((

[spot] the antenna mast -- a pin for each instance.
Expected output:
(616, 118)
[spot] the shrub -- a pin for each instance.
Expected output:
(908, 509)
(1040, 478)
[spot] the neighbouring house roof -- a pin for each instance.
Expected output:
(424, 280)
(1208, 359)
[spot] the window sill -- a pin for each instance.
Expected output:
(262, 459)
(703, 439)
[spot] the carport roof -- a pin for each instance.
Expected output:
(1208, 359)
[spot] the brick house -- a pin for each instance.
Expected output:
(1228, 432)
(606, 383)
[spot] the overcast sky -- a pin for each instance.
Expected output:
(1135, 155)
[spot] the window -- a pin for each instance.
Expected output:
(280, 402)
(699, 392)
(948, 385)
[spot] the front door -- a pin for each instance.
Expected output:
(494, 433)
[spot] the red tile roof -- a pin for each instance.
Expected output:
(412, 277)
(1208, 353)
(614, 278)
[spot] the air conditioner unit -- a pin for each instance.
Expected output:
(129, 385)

))

## Task:
Set down the entries again exactly as they are.

## Solution to this problem:
[spot] the antenna mast -- a pin for each instance.
Expected output:
(616, 118)
[spot] the shrub -- a pin for each instance.
Expected output:
(908, 509)
(1040, 478)
[spot] the neighbouring house roof -- a pin for each instance.
Expected output:
(424, 280)
(1208, 359)
[spot] the window sill -- a pin for each instance.
Expected output:
(262, 459)
(703, 439)
[spot] the carport roof -- a pin for each instance.
Expected output:
(1208, 359)
[spot] the brick house -- a pin for each instance.
Expected output:
(1228, 432)
(606, 383)
[spot] the overcast sky -- a pin for each instance.
Expected output:
(1135, 155)
[spot] the window -- a pin for each instance.
Expected output:
(280, 402)
(699, 392)
(948, 385)
[spot] the front door -- a pin for each instance.
Expected output:
(494, 433)
[spot] the red tile roof -- a pin for each instance.
Expected output:
(412, 277)
(1208, 353)
(614, 278)
[spot] the air conditioner unit -- a pin for each instance.
Expected output:
(129, 385)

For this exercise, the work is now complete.